[Stored records]
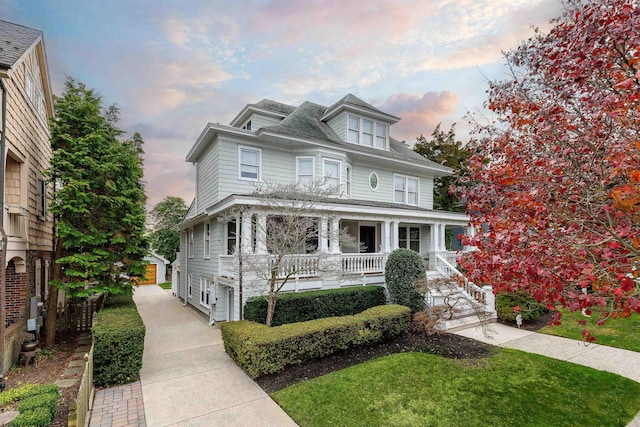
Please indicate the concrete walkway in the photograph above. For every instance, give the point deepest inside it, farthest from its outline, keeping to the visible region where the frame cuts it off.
(622, 362)
(187, 378)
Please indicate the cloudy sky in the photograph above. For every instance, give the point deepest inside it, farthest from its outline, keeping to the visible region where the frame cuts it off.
(173, 66)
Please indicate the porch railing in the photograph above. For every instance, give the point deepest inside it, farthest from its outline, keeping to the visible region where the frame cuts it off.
(308, 265)
(483, 295)
(363, 263)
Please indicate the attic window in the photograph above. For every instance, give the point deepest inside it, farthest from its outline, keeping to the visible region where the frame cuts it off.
(367, 132)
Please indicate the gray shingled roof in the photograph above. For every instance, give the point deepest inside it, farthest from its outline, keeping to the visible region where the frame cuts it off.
(14, 41)
(304, 122)
(275, 106)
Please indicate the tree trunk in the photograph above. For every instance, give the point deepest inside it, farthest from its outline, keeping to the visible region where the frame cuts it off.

WHAT THIS TASK INVOLVES —
Restate, word for word, the final stretch of the entries above: the line containing "Please indicate the porch" and every line after it, up to and including the last.

ANSWER TO THIS EXERCISE —
Please indicate the porch railing in the photograph above. For every instance, give the point deepest inside it, farthest from its outline, keeping to the visible region where the frame cuts it off.
(308, 265)
(483, 295)
(363, 263)
Please indicate the attic window in the photograph above. For every instance, give the point deepest inside it, farthest from its outline, keeping to the visible region where the frame cuts it off.
(367, 132)
Please indicate the gray shingled roof in the photograph above. For every instance, give the point deepest inside it, farthest from its outline, keeping to the visible region where the frame cuts it off.
(14, 41)
(304, 122)
(275, 106)
Please indicate the tree trunk in the photograph above. For every instance, give the point deepest inside it, farthest from its outline, keeping to the visible region where the frame cuts it off.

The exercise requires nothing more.